Stored dataset items
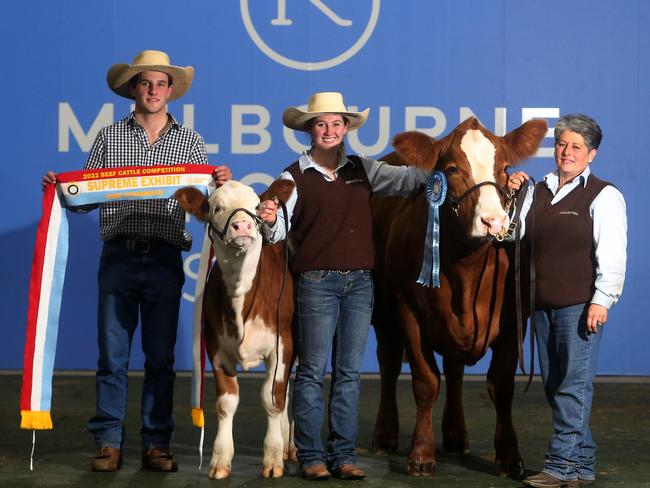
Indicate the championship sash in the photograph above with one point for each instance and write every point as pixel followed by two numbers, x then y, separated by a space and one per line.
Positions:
pixel 50 257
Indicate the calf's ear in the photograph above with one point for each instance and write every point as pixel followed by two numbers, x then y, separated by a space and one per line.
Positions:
pixel 279 188
pixel 193 201
pixel 524 141
pixel 418 149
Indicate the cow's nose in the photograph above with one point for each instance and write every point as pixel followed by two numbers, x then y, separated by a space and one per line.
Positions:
pixel 242 225
pixel 495 225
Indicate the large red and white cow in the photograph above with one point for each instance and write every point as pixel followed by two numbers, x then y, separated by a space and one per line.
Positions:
pixel 471 310
pixel 248 316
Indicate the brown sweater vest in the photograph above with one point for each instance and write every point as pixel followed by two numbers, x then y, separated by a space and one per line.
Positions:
pixel 331 224
pixel 565 263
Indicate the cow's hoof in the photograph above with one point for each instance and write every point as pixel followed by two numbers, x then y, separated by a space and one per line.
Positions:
pixel 290 455
pixel 273 471
pixel 380 446
pixel 514 471
pixel 420 469
pixel 219 473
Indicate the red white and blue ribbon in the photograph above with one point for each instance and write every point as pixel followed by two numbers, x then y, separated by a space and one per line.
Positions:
pixel 50 257
pixel 436 192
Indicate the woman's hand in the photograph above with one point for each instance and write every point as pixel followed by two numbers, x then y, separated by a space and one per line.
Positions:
pixel 267 211
pixel 516 180
pixel 221 174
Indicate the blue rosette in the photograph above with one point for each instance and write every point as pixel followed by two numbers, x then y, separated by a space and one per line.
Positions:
pixel 436 192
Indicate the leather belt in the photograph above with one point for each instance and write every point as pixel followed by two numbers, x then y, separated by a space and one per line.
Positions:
pixel 142 246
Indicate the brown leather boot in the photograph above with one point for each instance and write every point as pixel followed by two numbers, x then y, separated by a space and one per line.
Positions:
pixel 107 459
pixel 159 459
pixel 349 472
pixel 316 472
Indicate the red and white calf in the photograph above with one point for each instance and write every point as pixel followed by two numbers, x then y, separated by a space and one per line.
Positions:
pixel 248 317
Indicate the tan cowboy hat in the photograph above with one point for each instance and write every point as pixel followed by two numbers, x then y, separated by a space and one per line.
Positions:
pixel 119 75
pixel 320 104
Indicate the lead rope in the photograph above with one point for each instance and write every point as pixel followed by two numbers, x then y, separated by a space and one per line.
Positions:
pixel 277 309
pixel 518 299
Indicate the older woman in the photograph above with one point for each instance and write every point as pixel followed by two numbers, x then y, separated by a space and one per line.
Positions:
pixel 579 241
pixel 329 215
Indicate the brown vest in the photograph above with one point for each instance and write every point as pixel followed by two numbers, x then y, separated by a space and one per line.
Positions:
pixel 331 224
pixel 565 263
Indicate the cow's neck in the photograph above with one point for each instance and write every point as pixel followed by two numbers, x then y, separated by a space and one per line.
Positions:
pixel 238 270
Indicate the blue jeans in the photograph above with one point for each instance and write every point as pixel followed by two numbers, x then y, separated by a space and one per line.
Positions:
pixel 568 357
pixel 333 311
pixel 132 284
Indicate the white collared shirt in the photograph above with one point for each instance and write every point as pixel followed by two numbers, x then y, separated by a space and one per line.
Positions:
pixel 384 178
pixel 609 216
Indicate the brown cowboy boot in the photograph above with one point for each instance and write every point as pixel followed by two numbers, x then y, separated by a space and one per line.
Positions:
pixel 159 459
pixel 107 459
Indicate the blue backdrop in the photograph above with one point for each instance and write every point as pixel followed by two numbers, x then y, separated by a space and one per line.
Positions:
pixel 422 65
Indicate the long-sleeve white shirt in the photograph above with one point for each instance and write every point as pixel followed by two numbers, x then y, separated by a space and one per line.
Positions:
pixel 384 178
pixel 609 216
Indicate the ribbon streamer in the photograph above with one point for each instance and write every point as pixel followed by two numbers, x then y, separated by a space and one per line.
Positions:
pixel 50 259
pixel 436 192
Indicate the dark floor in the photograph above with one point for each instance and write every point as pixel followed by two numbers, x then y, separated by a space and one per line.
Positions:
pixel 620 422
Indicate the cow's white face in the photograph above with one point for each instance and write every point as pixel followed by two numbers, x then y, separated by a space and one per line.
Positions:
pixel 489 216
pixel 239 228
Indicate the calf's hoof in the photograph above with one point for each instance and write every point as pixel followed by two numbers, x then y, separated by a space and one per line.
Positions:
pixel 273 471
pixel 291 455
pixel 514 470
pixel 421 469
pixel 219 473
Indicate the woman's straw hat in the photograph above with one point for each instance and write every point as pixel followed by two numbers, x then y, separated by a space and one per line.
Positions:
pixel 320 104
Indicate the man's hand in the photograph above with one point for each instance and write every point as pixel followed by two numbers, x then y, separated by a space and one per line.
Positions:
pixel 596 316
pixel 516 180
pixel 48 179
pixel 221 174
pixel 267 211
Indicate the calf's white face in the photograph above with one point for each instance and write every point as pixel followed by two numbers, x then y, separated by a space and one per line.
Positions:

== Written exercise ==
Write out the listing again with every "photograph" changed to "image" and nothing else altered. Omit the pictures.

== In response ==
Indicate the championship sash in the image above with one point for each instance and write every point as pixel followed by two numbers, x then y, separated by a space and one per line.
Positions:
pixel 50 257
Indicate the calf's ear in the image above with one point for each instance and write every point as pixel followed by two numbers, x then y, separated by a space and one per line.
Positions:
pixel 279 188
pixel 193 201
pixel 524 141
pixel 418 149
Indicate the cow's nose in the image above with one point for each instance and write every point as pixel followed by two numbers, x then y, separated by a space and one per line.
Positions:
pixel 242 225
pixel 495 225
Indicate the large red and white cow in the image above with one point for each instance and write every point as pixel followed by two numbers, x then y, separated by a space and one per line.
Positions:
pixel 471 310
pixel 248 316
Indicate the brown sweater vest in the image above with one point for each instance and write every point as pixel followed by two numbers, x then y, separated by a space and one per line.
Positions:
pixel 331 224
pixel 565 263
Indicate the cow's hoof in the image above with one point for each instance and write every point as pixel followed by two numbers, x then y, separated by a space and one per line.
Positions:
pixel 290 455
pixel 273 471
pixel 380 446
pixel 514 471
pixel 420 469
pixel 219 473
Indicate the red white and blue ribbon in the image above with one point for each instance and write every point as pixel followed by two numbers, x then y, separated by a space and one per line.
Positions:
pixel 50 257
pixel 436 192
Indicate the woman's hand in the image above with one point for each instance and write every point as pixel followed by two numbers, x then y, separated by a space and one per line.
Positions:
pixel 267 211
pixel 516 180
pixel 221 174
Indicate the blue rosette in the image above with one point for each instance and write every point as pixel followed by two numbers, x then y, separated by a space and one per line.
Positions:
pixel 436 192
Indicate the leather belt in the image above with one point for each instance and write every point as pixel followed by two numbers, x then y, separated by a space and one per line.
Positions:
pixel 142 246
Indicate the brown leather boot in the image above with one point for each instance and write every point as pixel followed by two numbers, x then y, separated by a space and one per line.
Positions:
pixel 107 459
pixel 159 459
pixel 349 472
pixel 316 472
Indicate the red and white calf in the image above with one point for each instance and write every point as pixel followed by two numbers, x then y, separated by a space and one per line.
Positions:
pixel 248 317
Indicate the tan cowboy hat in the image above with one point for each instance and write every point as pixel followed by two numbers, x then y, separated by a space and one per line.
Positions:
pixel 119 75
pixel 320 104
Indicate the lead rope in the image above with one point for each instance and write every point as pixel followed by two numbers, x then y, separated by a space and one per line.
Positions:
pixel 277 309
pixel 518 299
Indicate the older woman in the image above with one point for each instance and write every point as pixel followed by two numbers, x then y, separated by a space and one per line.
Positions:
pixel 579 241
pixel 329 215
Indicate the brown vest in the image above with one point for each instance and write every point as pixel followed by two numbers, x then y, separated by a space and one per line.
Positions:
pixel 331 224
pixel 565 263
Indicate the cow's neck in the image above with one point for each instance and write every point as pixel followed by two numbers, x then y, separated by a space and one per line.
Positions:
pixel 238 270
Indicate the blue jeans in the image above with one point for each instance and write every point as pixel followed by two numbers, x then y, separated by a space and one per line.
Positions:
pixel 568 357
pixel 333 311
pixel 132 284
Indicate the white collared shirt in the image above with one point for each instance and write every point as pixel followed by two numbers, x then y, separated by a space and one per line.
Positions:
pixel 384 178
pixel 609 216
Indicate the brown cowboy boot in the image above with one point for each instance and write every point as pixel followed by two numbers, x then y, separated by a space and one per line.
Positions:
pixel 159 459
pixel 107 459
Indicate the blue backdrop in the image above with one point for each instance and write every point as pixel followed by two numbers, x then y, separated by a space and one per line.
Positions:
pixel 422 65
Indicate the long-sleeve white shirt in the image above with one point for each instance and write every point as pixel followed by two numbers, x then y, separated by a space and one per line.
Positions:
pixel 384 178
pixel 609 216
Indicate the ribbon streamer in the image above with one point for each instance and write every point as pixel followed by two numbers, x then y, separated by a space and one per line.
Positions:
pixel 50 259
pixel 436 192
Indicate the dark floor in the image above with one point for each instance and write every point as pixel followed by two numbers, x then y, separated by a space and one per line.
Positions:
pixel 620 422
Indicate the cow's white face in the image above with one point for each instance and write every point as pixel followed by two numbers, x then y, separated by a space and one per line.
Positions:
pixel 489 216
pixel 239 228
Indicate the calf's hoof in the image above with one point for each instance and write every point as pixel followed by two numbers, x then y, separated by a space and one per line.
Positions:
pixel 273 471
pixel 291 455
pixel 514 470
pixel 421 469
pixel 219 473
Indicate the woman's straw hat in the image above with one point for each instance and write every point as pixel followed by two numbers, x then y, separated by a space and one per line.
Positions:
pixel 320 104
Indicate the man's hand in the image above with one point for each instance and write every point as pixel followed by two numbers, x then y, separated by a space and one per line.
Positions:
pixel 596 316
pixel 516 180
pixel 48 179
pixel 221 174
pixel 267 211
Indicate the calf's white face in the image above with one point for each instance and write every point as pixel followed by two numbers, x then y, separated by a space and one per line.
Positions:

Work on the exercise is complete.